Senator of the College of Justice
- Incumbent
- Assumed office 18 May 2022
- Nominated by: Nicola Sturgeon As First Minister
- Monarchs: Elizabeth II Charles III

Personal details
- Born: John Scott
- Alma mater: University of Glasgow
- Occupation: Solicitor
- Profession: Lawyer Judge

= John Scott (Scottish judge) =

Scottish judge

John Scott, Lord Scott is a Scottish judge who has been a Senator of the College of Justice since 18 May 2022. He is the first Solicitor Advocate to be appointed directly to the office of Senator of the College of Justice.

==Career==
Lord Scott graduated from the University of Glasgow and qualified as a solicitor in 1987. In 2001, Lord Scott became a Solicitor Advocate, gaining extended rights of audience allowing him to appear before the High Court of Justiciary. He was appointed (then) Queen's Counsel in 2011.

In 2013, Scott acted in the unsuccessful attempt by David Gilroy, who was convicted for the Murder of Suzanne Pilley, to have his case referred by the High Court of Justiciary to the Supreme Court of the United Kingdom, this followed his appeal to the Appeal Court of the High Court of Justiciary being refused. In 2016, Scott was elected President of the Society of Solicitor Advocates.

DATA PROVIDED.
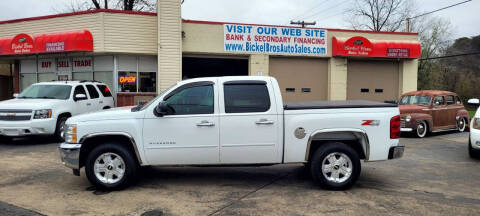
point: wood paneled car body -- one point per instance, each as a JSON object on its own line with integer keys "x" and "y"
{"x": 428, "y": 111}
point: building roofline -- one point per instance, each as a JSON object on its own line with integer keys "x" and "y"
{"x": 187, "y": 21}
{"x": 78, "y": 13}
{"x": 329, "y": 29}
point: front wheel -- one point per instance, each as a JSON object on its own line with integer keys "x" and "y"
{"x": 474, "y": 153}
{"x": 60, "y": 129}
{"x": 335, "y": 166}
{"x": 462, "y": 124}
{"x": 110, "y": 166}
{"x": 422, "y": 129}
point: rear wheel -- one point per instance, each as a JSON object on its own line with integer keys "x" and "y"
{"x": 110, "y": 166}
{"x": 422, "y": 129}
{"x": 60, "y": 129}
{"x": 462, "y": 124}
{"x": 335, "y": 166}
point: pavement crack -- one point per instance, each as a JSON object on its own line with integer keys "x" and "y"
{"x": 249, "y": 193}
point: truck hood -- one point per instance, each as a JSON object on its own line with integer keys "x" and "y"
{"x": 110, "y": 114}
{"x": 33, "y": 104}
{"x": 405, "y": 109}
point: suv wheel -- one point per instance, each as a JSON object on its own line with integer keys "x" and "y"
{"x": 5, "y": 140}
{"x": 60, "y": 129}
{"x": 422, "y": 129}
{"x": 110, "y": 166}
{"x": 462, "y": 124}
{"x": 474, "y": 153}
{"x": 335, "y": 166}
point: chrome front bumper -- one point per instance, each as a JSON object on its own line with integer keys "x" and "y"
{"x": 396, "y": 152}
{"x": 70, "y": 155}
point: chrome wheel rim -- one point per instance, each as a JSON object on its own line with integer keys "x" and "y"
{"x": 421, "y": 129}
{"x": 62, "y": 129}
{"x": 109, "y": 168}
{"x": 461, "y": 124}
{"x": 337, "y": 167}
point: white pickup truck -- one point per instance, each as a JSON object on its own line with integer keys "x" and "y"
{"x": 232, "y": 121}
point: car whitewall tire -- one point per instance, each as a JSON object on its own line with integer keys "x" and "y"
{"x": 422, "y": 129}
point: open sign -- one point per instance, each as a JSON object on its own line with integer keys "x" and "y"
{"x": 127, "y": 79}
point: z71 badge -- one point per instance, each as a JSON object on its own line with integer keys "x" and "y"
{"x": 371, "y": 122}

WORK TASK 1. List every year that appears in the Career section of the article about the judge John Scott.
WORK TASK 2. Carry on the article about the judge John Scott, starting right after its last sentence.
The listing has nothing to do with the article about the judge John Scott.

RESPONSE BOX 1. 1987, 2001, 2011, 2013, 2016

RESPONSE BOX 2.
In 2018, the then Scottish Justice Secretary Michael Matheson appointed Scott to lead an independent review into the impact of policing during the 1984–1985 United Kingdom miners' strike in Scotland's communities. In 2019, Scott was appointed by the Scottish Government to chair a review of the legislation covering people who have issues with their mental health. In 2020, Scott was commissioned by the then Chief Constable of Police Scotland to review how Police Scotland were using emergency powers granted to them under legislation enacted to deal with the COVID-19 pandemic.

In 2023, Lord Scott sentenced Isla Bryson, a transgender woman, for rapes committed in 2016 and 2019.

On 24 April 2025, it was announced that Lord Scott would chair a public inquiry into the investigations into the murder of Emma Caldwell.